→ **What is needed**
Copy each line of the listing below without changing a single character.

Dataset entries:
· · · ·

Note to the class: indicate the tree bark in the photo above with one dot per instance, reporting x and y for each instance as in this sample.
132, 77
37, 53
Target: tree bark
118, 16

· · · ·

→ **Task answer**
Note to the class: indicate the tree bark in the photo above with one dot per instance, reporting x and y for each instance as in this sample.
132, 77
37, 53
Target: tree bark
118, 16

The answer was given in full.